— Start of Dataset rows —

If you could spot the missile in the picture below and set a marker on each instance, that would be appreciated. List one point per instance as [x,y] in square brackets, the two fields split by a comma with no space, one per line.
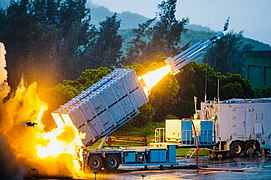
[182,59]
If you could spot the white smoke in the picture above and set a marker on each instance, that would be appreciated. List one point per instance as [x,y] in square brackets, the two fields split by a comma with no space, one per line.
[4,88]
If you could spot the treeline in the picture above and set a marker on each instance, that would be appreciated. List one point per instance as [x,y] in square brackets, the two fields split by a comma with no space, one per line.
[50,41]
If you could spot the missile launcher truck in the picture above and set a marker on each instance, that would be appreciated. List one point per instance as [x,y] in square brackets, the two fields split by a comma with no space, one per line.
[110,103]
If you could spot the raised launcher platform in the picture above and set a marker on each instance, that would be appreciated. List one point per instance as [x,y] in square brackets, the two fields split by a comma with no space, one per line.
[103,107]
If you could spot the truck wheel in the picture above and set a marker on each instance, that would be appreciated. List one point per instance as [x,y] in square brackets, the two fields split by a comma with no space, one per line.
[112,163]
[251,147]
[95,163]
[219,156]
[236,148]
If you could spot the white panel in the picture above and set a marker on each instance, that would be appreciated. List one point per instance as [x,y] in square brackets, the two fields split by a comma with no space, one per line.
[87,131]
[105,120]
[116,113]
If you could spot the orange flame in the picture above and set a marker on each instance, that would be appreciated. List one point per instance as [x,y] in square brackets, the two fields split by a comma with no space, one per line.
[151,78]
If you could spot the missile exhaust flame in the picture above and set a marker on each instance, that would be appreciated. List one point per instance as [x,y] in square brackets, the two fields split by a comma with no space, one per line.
[150,79]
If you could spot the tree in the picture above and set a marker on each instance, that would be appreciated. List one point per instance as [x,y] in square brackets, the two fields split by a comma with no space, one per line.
[167,32]
[162,39]
[107,48]
[44,39]
[195,78]
[228,54]
[137,45]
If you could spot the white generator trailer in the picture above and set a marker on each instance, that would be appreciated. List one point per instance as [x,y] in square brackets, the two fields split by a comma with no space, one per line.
[243,126]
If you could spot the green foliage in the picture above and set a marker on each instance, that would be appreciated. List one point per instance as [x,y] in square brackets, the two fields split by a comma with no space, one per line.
[195,78]
[162,39]
[263,92]
[227,55]
[71,88]
[107,47]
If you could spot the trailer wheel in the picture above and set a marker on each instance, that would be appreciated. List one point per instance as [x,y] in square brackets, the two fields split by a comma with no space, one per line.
[112,163]
[95,163]
[236,148]
[219,156]
[252,147]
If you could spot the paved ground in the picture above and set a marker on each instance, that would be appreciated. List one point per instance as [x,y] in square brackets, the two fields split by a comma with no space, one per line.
[225,169]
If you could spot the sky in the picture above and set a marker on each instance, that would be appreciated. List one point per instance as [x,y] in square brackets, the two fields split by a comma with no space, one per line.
[251,16]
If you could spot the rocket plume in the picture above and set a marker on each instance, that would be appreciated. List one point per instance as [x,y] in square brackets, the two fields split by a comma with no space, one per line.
[24,147]
[4,88]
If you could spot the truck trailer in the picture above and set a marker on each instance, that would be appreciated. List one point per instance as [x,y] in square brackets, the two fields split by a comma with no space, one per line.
[229,128]
[110,103]
[243,126]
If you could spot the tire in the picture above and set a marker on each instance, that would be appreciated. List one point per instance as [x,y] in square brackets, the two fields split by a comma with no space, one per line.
[219,156]
[112,163]
[236,149]
[252,147]
[95,163]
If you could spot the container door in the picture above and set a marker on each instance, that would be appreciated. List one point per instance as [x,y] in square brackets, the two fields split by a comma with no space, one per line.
[239,121]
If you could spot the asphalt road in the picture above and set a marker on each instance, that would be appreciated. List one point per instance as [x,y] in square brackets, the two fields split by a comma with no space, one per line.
[238,168]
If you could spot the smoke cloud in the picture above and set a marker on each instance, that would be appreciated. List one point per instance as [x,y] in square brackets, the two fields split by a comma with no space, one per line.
[18,141]
[4,88]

— End of Dataset rows —

- Exercise objective:
Pictures stay out; reproduce every line of the records exactly.

- Result of this task:
If you could spot the missile in the picture below and set a marker on each instance, that would be appreciated. List one point per instance as [x,y] in square brackets, the two fields split by a comma with no space, one per line.
[182,59]
If you could spot the white smoke in the picture above and set a marker on each instance, that would be appreciated. List one point per instance as [x,y] in square brackets, the two fields split by a comma with no space, one per line.
[4,88]
If you could spot the treeline in the picture above and set a marker on each instance, that would be appreciated. List one point per instance as [x,y] in square brackets, the two fields split by a comma with no space, one per line.
[50,41]
If you could spot the missile launcher truck in the picture above and set a marker on each instance, that would be appreciated. List one point per instance as [x,y] in square brackets, the two fields split by a comma with no space, one per line.
[110,103]
If you could spot the raised launcher platform in the picture above and set a marker on each instance, that would be appreciated. List one point per instance as [x,y] in square brackets, the two fields split by a comma with no space, one per line.
[103,107]
If you could spot the truck wheel in the picture above and set a marker on each instance, that would be appreciated. List one point per instance as [x,y] in square brackets, the two fields split by a comma with no space, one per line.
[112,163]
[251,147]
[95,163]
[219,156]
[236,148]
If you could spot the white panel in the picture above and set a marker on each instance, that would be appreciated. List one point per instance as [x,y] in square brackets, the two fields split by a comma with no space, one per line.
[87,131]
[105,120]
[116,113]
If you could spot the orange flame in the picture above and set a marker on each instance, that would be appreciated. List one point per instance as [x,y] in square brackets, the two fields split by a comma with no space, one per line.
[151,78]
If you could spot the missile exhaust flame in the picture above and set a marker on each instance, that would be appreciated. List one point per instance as [x,y] in square brackets, the two fields split by a comma with no space, one per line.
[150,79]
If you could spot the tree in the picture above and set a marker on each instance, that would be appreciated. List one point per instance as [x,y] in square brackets, the two fields split by a comma with no space, one per line.
[167,32]
[162,39]
[107,48]
[44,39]
[195,78]
[228,54]
[137,45]
If you could spot the white generator trailer in the picture above and set a marker on each instance, that would be appreciated. List one point per instance as [x,y] in square brackets, the two fields split by a comma with no space, one per line.
[243,126]
If you could spot the green foliage in the picture above and set a marker on each instance, that would be appreciated. List one point per instance as [x,y] in square brackets, the two fields split by a comma with no space, one per line.
[195,78]
[162,39]
[263,92]
[227,55]
[71,88]
[107,47]
If you could spot the trailer wheel in the picture above and set a marker on each instance, that would be appreciated. List one point per instance as [x,y] in square brackets, the two fields split by a comma with no space, one per line.
[112,163]
[95,163]
[236,148]
[219,156]
[252,147]
If you could spot the paved ground in the picture above and set a marker on each instance, that would be appreciated. List one point per instance as [x,y] in square brackets, the two fields split by a comma with no space, one per line.
[225,169]
If you could spot the sky in the picture above and set a marker on each instance, that would be appreciated. List one point per instance as [x,y] in square brackets, the two fields split by a comma with no space, one per line.
[251,16]
If you could spot the rocket plume in the picture above and set a marker on each instance, that would be appreciated. List one point per instance as [x,y] in square brackets, the two fields split by a comma with no space, one per line.
[24,147]
[4,88]
If you could spot the truck trailer in the picture above and set a marker on each instance, that would be appreciated. List one point per instance as [x,y] in square brackets, the two fields split by a comma with no space, one per line.
[229,128]
[110,103]
[243,126]
If you could spot the tire in the picture above and set a marker on each instance, that would be appreciated. List one point per instance as [x,y] in square brackets, the two fields split by a comma with no space, one per line.
[219,156]
[112,163]
[236,149]
[252,147]
[95,163]
If you could spot the container door in the picture above and set a marker on each instance, that would be appreciated. List one point per instance as [x,y] in square brackets, the two fields split by a comma with no space, one per line.
[239,121]
If you could spot the asphalt road in the picture above and set a marker on each instance, that would be appreciated. List one point per instance as [x,y] in square brackets, the two fields split by a comma with no space, one per line.
[238,168]
If you could spot the smoke cloud in the picture above and set a marker on each instance, that would be appreciated. List one point per instance as [x,y] in square brackets, the two fields split by a comma with no space, one per line.
[18,141]
[4,88]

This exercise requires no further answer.